▶ **BRIEF 1**
From the listing below, pull out each line that contains the word "light" and copy it out.

▶ **TEXT EXCERPT**
════════
# Springs in the Rubik's 3x3 brand...



## LaffyTaffyKidd (Apr 12, 2008)

ive been speedcubing for a while now (about a year and a half to two years)
and.. today.. suddenly, when i turned my a U, it suddenly sprung back to its original position..

i hear and feel the springs going back and forth... and i cant seem to fix it

does ne1 have ne ideas?


----------



## cubes (Apr 12, 2008)

well i have never encountered a problem like that but some of my cubes do make that spring sound but unless it is like your best cube i would buy a new one lol =P


----------



## pcwiz (Apr 12, 2008)

Yes, I have a Rubik's Brand cube, and when I turn the top yellow face, (U Face), it makes a squeaky sound. It only does the when I turn it slowly, because when I use finger tricks I can't hear it, but it's a little annoying and I also want to know how to fix it. It's only my yellow face which is kind of weird (yellow is my top color so I use a lot of U and R turns).


----------



## DAE_JA_VOO (Apr 12, 2008)

Yeah, one of my Rubik's brand cubes are the same. It doesn't pop back into place, but i can hear the spring. I don't REALLY care though, because the only cube i use anymore is my Type A DIY. A Rubik's store bought cube feels like CRAP in comparison.


----------



## Crzyazn (Apr 12, 2008)

One friend of mine was determined enough to pop the center caps off of his storebought (it was.....brutal)

you might be able to do something by messing with the rivet and washer....but idk...


----------



## pcharles93 (Apr 13, 2008)

It isn't that big a deal. It's just that the spring is catching on a factory defect on the underside of the rivet head. The spring being turned against it's twist direction makes that sound.


----------



## CuberDude (May 6, 2009)

I've bought 5 store bought cubes and all of them does have the scratchy-spring sound. And it seems like the tighter centre piece has the loudest sound as compared to the rest.


----------



## stiwi griffin (May 6, 2009)

but i yhink he cares more about that when he does U the cube instantly does U' ....


----------



## JLarsen (May 6, 2009)

Yeah none of this seems relevant. I've never heard of a cube springing back after turning but it's awesome lol. If it were mine I'd just turn U until it either broke lose, or snapped the spring. But then again I hate storeboughts.
════════
▶ **BRIEF 2**
Write the next part of the forum thread about springs in Rubik's brand cubes, continuing after its final post.

[Dataset entries]
════════
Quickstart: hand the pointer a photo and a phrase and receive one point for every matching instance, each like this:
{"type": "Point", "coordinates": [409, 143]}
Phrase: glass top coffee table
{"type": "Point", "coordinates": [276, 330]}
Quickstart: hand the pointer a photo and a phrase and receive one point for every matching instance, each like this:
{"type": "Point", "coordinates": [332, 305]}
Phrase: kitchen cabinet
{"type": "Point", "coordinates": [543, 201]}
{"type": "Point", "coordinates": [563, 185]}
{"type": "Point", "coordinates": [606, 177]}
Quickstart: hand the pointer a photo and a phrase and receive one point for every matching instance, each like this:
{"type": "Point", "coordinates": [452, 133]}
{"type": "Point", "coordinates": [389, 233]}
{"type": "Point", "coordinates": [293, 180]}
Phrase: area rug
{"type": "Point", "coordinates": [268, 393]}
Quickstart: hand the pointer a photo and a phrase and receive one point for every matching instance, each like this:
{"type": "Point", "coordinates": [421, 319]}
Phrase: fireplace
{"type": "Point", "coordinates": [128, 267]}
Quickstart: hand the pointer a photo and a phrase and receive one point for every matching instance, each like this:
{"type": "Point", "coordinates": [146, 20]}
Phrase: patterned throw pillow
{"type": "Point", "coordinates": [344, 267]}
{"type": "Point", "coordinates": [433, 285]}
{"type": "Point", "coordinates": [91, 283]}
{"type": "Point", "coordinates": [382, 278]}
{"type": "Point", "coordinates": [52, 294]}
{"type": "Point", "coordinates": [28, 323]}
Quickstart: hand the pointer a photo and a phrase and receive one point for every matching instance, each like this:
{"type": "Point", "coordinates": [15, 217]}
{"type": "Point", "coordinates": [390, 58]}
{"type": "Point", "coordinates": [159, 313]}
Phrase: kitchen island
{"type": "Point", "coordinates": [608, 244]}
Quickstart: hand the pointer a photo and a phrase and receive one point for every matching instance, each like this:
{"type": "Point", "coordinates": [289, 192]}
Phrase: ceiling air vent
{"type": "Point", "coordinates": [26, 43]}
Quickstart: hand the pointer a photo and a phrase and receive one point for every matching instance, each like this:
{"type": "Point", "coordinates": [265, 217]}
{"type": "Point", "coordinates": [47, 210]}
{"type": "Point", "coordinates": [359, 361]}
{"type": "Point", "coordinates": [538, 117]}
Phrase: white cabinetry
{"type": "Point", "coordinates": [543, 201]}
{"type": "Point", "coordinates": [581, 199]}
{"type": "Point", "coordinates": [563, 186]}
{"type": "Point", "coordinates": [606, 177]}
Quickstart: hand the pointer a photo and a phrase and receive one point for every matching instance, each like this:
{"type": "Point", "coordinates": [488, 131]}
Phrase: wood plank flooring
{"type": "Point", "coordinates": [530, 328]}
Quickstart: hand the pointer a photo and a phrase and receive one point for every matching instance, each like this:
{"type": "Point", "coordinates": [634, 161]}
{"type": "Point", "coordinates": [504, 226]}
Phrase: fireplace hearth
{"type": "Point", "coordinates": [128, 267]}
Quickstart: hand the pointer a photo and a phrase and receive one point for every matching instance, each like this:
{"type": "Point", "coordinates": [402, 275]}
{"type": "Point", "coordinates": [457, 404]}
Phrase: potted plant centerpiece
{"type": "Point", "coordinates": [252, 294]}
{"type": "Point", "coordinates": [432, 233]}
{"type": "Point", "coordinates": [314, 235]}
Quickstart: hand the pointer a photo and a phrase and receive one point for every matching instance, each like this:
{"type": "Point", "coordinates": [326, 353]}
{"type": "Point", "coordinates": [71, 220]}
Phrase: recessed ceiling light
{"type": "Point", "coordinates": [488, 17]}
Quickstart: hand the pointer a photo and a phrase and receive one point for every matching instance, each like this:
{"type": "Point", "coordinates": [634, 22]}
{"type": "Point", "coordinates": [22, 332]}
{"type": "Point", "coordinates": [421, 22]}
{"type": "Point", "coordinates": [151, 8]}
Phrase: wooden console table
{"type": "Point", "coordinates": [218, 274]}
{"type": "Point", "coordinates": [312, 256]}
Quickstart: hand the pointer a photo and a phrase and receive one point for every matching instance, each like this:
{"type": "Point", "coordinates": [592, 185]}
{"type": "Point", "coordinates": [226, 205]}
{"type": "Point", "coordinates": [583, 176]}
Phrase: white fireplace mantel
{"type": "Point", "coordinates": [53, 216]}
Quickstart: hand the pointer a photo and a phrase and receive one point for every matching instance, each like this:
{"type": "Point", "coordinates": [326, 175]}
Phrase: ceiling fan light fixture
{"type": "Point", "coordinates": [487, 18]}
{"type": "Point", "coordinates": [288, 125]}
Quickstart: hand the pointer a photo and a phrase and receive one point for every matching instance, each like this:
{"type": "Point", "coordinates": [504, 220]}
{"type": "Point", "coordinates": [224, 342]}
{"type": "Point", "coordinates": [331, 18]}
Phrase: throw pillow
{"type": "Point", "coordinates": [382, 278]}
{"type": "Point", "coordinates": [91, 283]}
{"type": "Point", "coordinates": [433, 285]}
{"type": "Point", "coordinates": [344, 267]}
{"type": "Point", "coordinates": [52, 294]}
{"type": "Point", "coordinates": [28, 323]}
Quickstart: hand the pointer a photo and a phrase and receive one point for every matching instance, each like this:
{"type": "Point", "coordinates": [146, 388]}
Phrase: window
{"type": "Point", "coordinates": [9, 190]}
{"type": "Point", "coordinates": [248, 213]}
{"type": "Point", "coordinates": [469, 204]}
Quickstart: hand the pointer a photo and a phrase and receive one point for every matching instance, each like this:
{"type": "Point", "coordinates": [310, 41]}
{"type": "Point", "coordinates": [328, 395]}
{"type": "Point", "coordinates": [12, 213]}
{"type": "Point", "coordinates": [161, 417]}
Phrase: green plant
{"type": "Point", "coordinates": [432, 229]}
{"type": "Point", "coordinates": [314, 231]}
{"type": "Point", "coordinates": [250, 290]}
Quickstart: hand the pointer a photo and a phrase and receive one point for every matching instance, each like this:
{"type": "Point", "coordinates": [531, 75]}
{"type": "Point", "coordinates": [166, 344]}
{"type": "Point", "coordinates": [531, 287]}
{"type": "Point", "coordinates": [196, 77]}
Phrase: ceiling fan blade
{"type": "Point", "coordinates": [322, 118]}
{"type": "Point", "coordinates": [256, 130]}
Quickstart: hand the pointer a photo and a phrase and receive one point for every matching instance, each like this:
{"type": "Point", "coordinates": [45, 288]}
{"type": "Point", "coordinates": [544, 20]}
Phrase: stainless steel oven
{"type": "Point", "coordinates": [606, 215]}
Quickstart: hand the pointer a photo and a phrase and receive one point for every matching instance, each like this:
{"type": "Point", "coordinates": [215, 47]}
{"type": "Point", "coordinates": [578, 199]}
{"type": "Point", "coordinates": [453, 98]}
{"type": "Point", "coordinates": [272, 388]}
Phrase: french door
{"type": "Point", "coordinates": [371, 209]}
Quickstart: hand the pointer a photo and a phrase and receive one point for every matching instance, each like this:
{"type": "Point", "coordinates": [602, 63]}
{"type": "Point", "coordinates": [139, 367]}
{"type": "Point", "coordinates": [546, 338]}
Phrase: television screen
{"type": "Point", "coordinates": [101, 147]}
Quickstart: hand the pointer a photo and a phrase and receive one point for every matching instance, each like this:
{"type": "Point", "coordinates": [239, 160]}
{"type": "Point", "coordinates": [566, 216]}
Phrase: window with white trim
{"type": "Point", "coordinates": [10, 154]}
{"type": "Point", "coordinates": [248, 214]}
════════
▶ **EXPECTED OUTPUT 1**
Phrase: recessed ceiling light
Phrase: ceiling fan light fixture

▶ **EXPECTED OUTPUT 2**
----------



## soccerking813 (May 6, 2009)

Perhaps you should try taking the pieces off from that layer and seeing if you can twist it back to normal, so that it doesn't do that anymore. Maybe try doing that, and lifting the center piece up a little, then turning it around.


----------



## daniel0731ex (May 8, 2009)

i think it's because your bottom of the center piece is worn out due to the rubb against of spring& plactic. so the spring would not glide on the plastic when it caught on the rivet's molding lines (note that spring usually turns with the center piece and glides on the plactic occesionally.)


----------



## Shmekekey (May 26, 2009)

i've had that happen to me before too. it's annoying, but you can't really do anything to fix it after that point


----------



## 04mucklowd (May 26, 2009)

all the sides of my storebought squeek...


----------



## bamman1108 (May 26, 2009)

Try making one U turn, but hold the layer in place, then rotate the R layer and see if the U layer snaps back then.

Other then that, I have no idea how to fix that whatsoever.


----------



## Shmekekey (May 26, 2009)

04mucklowd said:


> all the sides of my storebought squeek...


he isnt talking about squeaking. he's saying that the face turns back by itself because the spring catches on the plastic on the the inside of the center piece


----------



## Ellis (May 26, 2009)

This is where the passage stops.